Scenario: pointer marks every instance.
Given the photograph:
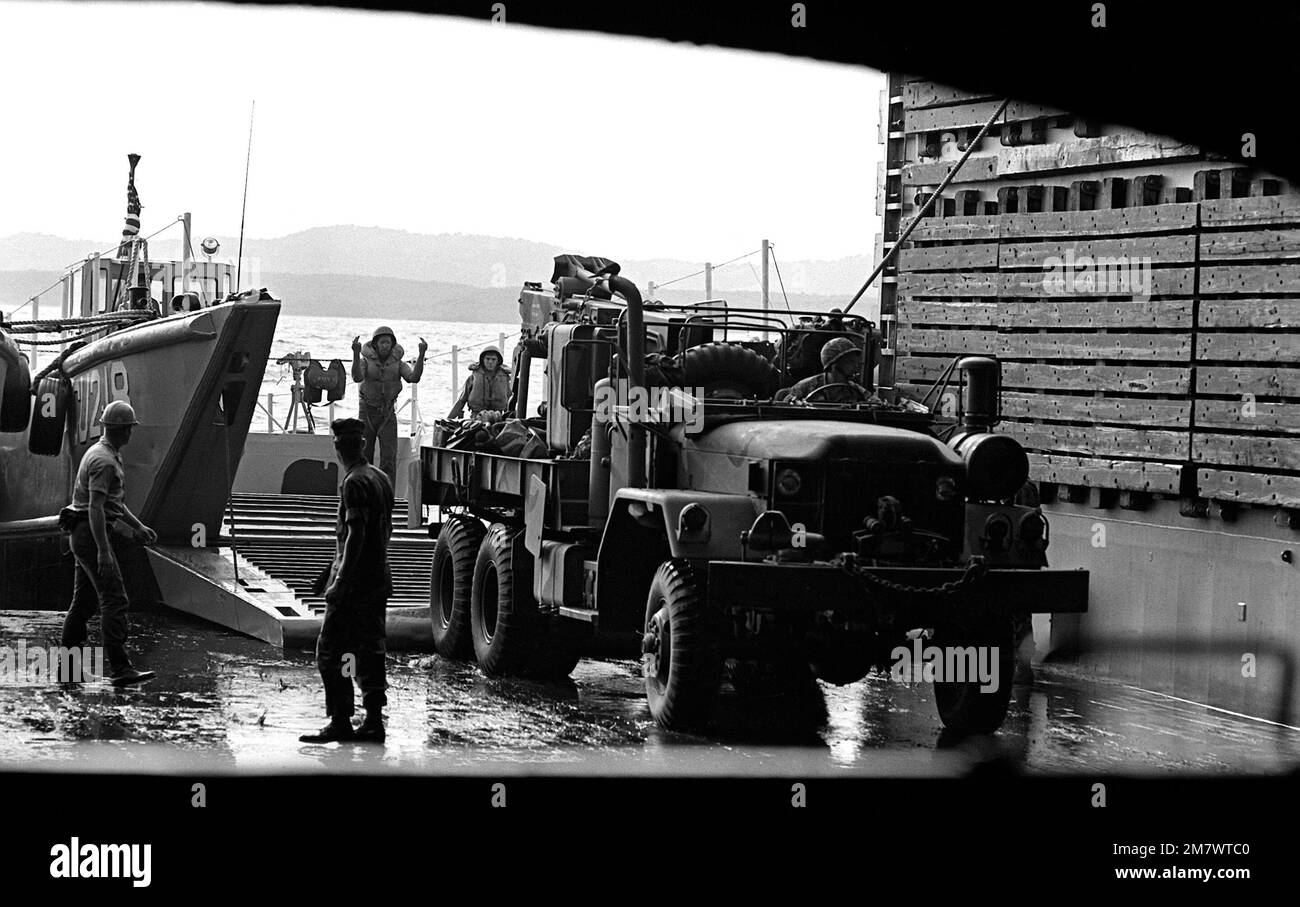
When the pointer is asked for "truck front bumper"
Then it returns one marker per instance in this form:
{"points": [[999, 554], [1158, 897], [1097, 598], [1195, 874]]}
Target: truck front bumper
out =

+--

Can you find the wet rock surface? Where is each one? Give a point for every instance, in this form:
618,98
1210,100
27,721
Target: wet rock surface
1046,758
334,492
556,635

+--

* _EXERCISE DETAILS_: How many lines in the records above contain the string "rock", with case counting? Tally them and give only the number.

* _THE SOLUTION_: 2